:: YOUR INSTRUCTIONS ::
Return every line of the material exactly.

[Dataset records]
start
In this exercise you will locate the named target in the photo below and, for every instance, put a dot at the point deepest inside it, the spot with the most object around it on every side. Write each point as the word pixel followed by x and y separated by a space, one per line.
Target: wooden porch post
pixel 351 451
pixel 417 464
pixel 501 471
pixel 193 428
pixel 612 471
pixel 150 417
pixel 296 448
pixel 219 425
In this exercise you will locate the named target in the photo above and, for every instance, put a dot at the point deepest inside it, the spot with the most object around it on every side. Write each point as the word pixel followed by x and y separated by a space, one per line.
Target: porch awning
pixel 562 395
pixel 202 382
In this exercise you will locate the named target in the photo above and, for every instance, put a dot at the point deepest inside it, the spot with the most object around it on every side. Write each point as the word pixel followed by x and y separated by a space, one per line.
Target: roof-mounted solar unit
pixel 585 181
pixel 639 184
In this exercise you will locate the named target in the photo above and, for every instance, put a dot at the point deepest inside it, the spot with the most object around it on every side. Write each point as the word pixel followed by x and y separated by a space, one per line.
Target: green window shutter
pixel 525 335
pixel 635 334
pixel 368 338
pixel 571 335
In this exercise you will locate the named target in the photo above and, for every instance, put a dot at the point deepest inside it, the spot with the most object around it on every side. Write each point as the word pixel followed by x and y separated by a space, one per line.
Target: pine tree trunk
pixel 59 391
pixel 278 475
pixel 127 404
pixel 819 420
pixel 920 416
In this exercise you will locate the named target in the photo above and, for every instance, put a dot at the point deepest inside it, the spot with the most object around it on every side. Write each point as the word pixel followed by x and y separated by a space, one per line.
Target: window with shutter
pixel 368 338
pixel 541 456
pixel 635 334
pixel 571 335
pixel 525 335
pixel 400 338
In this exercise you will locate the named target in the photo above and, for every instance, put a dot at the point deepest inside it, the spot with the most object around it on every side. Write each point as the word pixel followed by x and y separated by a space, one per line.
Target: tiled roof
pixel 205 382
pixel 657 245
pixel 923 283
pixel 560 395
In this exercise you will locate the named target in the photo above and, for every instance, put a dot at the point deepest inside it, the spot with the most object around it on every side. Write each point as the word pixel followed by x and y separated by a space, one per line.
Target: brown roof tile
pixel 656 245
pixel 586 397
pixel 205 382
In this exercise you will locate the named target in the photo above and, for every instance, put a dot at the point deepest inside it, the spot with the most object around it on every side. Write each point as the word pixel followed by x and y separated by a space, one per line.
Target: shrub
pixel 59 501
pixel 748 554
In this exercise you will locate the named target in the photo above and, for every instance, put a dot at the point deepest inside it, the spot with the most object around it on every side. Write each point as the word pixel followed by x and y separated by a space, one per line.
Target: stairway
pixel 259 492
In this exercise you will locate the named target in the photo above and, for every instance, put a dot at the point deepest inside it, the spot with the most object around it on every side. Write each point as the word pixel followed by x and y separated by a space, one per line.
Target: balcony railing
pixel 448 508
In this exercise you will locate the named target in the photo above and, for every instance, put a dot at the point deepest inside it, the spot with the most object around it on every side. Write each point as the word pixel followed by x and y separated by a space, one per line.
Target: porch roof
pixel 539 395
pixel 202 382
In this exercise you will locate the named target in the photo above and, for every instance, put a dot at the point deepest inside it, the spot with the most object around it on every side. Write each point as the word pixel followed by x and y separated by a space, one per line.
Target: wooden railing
end
:: RESPONSE TO THIS TASK ::
In this exercise you will locate the named target in the photo below and, for every instance, put a dot at the point deepest inside it, the spot with the most object around it on every side. Write each point as the word pixel followed by x and y separated by a space, one per line.
Target: wooden porch post
pixel 351 451
pixel 417 464
pixel 501 471
pixel 193 428
pixel 612 471
pixel 150 417
pixel 296 448
pixel 219 425
In this exercise you will locate the named target in the photo above and, for every instance, put a dot at the point deepest inside it, the spot with the most object around it on every side. Write each point as the word pixel followed by x and y separated by a space, one per line.
Target: porch awning
pixel 562 395
pixel 202 382
In this exercise you will locate the named target in the photo above and, for every instance, put a dot at the point deepest inside it, the spot with the most object around it on every side. Write each point as the word pixel followed by x and y separated by a space, one per line.
Target: roof-mounted solar unit
pixel 585 181
pixel 639 184
In this exercise you will locate the named target in the photo above and, for every instance, put a dot at the point deepest inside it, the spot with the most object around it on every side. Write each point as the word pixel followed by x and y separated by a space, one per line.
Target: green window shutter
pixel 525 335
pixel 635 334
pixel 368 338
pixel 571 335
In this exercise you will locate the named target in the photo above and, for every instance, put a dot at the point deepest inside it, the spot with the most object around it on every side. Write each point as the word pixel followed by x and y separated by a space, one per line.
Target: pine tree trunk
pixel 59 391
pixel 278 475
pixel 127 404
pixel 819 420
pixel 920 416
In this exercise you will locate the named target in the photo above and, for every instance, put a dot at the point deepest inside it, the spot with the most object around it on every side. Write each point as the word pixel followed by x and y separated by a space, one per line.
Target: window with shutter
pixel 368 338
pixel 541 456
pixel 635 334
pixel 571 335
pixel 525 335
pixel 400 338
In this exercise you will locate the named target in the photo above and, for every instance, put a dot at the point deepest inside it, the spot with the most object around it on every side. Write each point as the word pixel followed by x and y separated by a space, one per line.
Target: tiled roof
pixel 205 382
pixel 657 245
pixel 923 283
pixel 560 395
In this exercise you will locate the named target in the photo above and, for every instance, put a dot at the point deepest inside it, the spot with the most object around it on every side. Write each point as the word pixel followed by x and y separated by a space, one per line.
Target: brown roof tile
pixel 656 245
pixel 586 397
pixel 205 382
In this exercise you will locate the named target in the photo above and, for every instance, put a dot at the point deepest inside it, the spot with the most object around it on every side. Write each point as the word pixel followed by x and y separated by a space, one per line.
Target: shrub
pixel 59 501
pixel 748 554
In this exercise you will locate the named target in the photo above and, for every instance, put a dot at the point deepest inside it, the spot with the most object around it on every side. Write each point as the word pixel followed by x and y separated by a space, one per line.
Target: stairway
pixel 259 492
In this exercise you will locate the named target in the photo above and, for every instance, put a dot at the point deepest inside it, the spot with the most object around it on every side. Write each point as the word pixel followed by x and y separated by a space, one per line.
Target: balcony railing
pixel 448 508
In this exercise you will locate the named target in the photo above and, for every instance, put a dot at the point deepest inside it, the spot with the most object around it on every side. Write each point as the word pixel followed by x and y separated by a space, one per line.
Target: porch roof
pixel 539 395
pixel 202 382
In this exercise you will locate the named target in the photo above and, for every instance, put a dot at the point deepest inside it, the spot with the most object around it on every side. Write each point as the word pixel followed by x and y separated by a space, one per line.
Target: wooden railing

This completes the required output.